Region pointing data
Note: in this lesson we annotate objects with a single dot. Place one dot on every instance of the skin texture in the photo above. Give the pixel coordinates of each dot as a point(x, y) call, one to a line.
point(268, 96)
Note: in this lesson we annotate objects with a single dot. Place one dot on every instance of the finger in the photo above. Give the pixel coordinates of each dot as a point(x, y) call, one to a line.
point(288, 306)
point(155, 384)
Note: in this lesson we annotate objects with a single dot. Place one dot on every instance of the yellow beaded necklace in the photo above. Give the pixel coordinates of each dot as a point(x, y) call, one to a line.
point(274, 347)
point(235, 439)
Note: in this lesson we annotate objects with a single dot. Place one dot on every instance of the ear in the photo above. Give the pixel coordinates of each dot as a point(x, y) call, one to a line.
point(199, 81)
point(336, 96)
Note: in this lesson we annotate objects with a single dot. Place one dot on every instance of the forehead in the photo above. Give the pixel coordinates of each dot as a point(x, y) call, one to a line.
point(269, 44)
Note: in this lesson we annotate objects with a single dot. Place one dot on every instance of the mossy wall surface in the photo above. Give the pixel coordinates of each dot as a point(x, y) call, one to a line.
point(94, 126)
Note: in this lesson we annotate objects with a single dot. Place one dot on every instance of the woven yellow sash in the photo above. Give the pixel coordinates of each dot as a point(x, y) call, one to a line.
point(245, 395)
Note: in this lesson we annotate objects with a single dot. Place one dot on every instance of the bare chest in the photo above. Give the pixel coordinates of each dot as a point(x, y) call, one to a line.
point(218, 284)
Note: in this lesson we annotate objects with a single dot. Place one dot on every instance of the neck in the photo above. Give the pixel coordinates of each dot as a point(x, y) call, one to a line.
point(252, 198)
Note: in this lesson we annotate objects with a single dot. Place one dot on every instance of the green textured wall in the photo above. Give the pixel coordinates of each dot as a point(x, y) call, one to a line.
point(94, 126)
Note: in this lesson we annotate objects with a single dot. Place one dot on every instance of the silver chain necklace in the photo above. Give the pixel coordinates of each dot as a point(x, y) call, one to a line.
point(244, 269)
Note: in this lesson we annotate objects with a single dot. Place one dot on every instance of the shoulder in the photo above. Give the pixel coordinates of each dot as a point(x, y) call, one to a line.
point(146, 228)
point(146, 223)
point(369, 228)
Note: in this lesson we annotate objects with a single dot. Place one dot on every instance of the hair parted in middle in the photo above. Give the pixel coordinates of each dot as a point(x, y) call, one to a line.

**Activity:** Exactly as shown, give every record again.

**Answer section:**
Note: in this lesson we annotate objects with a single dot. Place one dot on every instance of the skin texture in the photo above. Give the pixel coordinates of each dot as a point(x, y) call, one to a line.
point(268, 96)
Note: in this lesson we annotate objects with a single dot. Place one dot on every instance of the finger in the photo above. Give the pixel coordinates of each dot as a point(x, y) call, one to a line.
point(288, 306)
point(155, 384)
Note: in this lesson we annotate objects with a single dot. Place one dot on every instance of the yellow beaded necklace in the photo above. Give the pixel coordinates of each dot as a point(x, y) call, one to a line.
point(274, 347)
point(235, 439)
Note: in this lesson we annotate objects with a single dot. Place one dot on every instance of the ear in the photo above. Give the pixel coordinates of each dot as a point(x, y) call, one to a line.
point(199, 81)
point(336, 96)
Note: in this lesson we annotate objects with a single dot. Place one dot on every instance of the forehead in the photo above. Give the pixel coordinates of each dot as a point(x, y) call, one to a line.
point(269, 44)
Note: in this lesson we annotate objects with a single dot. Place one dot on every instance of the mossy wall surface in the photo above. Give the pixel coordinates of each dot as a point(x, y) call, one to a line.
point(94, 126)
Note: in this lesson we annotate objects with a single dot. Place one dot on every instance of the woven yellow sash in the photo above. Give the pixel coordinates of each dot as a point(x, y) call, one to a line.
point(245, 395)
Note: in this lesson we annotate objects with a single dot. Place one dot on every instance of the bare chest in the photo above. Give the pixel coordinates of each dot as a point(x, y) call, one to a line.
point(218, 284)
Note: in this lesson we annotate objects with a single dot. Place one dot on every instance of the neck in the photo above. Give the pixel coordinates of each dot as a point(x, y) call, one to a line.
point(252, 198)
Note: in this lesson we annotate objects with a single dot. Place one dot on every instance of the green textured wall in the photo above. Give the pixel coordinates of each dot as a point(x, y) call, one to a line.
point(94, 126)
Note: in this lesson we annotate objects with a single dot. Place one dot on every instance of the silver chain necklace in the photo above. Give the pixel coordinates of each dot as a point(x, y) call, one to a line.
point(244, 269)
Note: in this lesson we annotate objects with a single dot. Place one dot on every instance of the shoulder in the photo above. Give the pixel coordinates of each dot as a point(x, y) call, one to a line.
point(146, 228)
point(146, 223)
point(369, 228)
Note: in this lesson we annotate objects with a single dot. Place one dot on every instance of the hair parted in middle in the photo above. Give the pixel coordinates of each dot as a point(x, y) call, one to a line.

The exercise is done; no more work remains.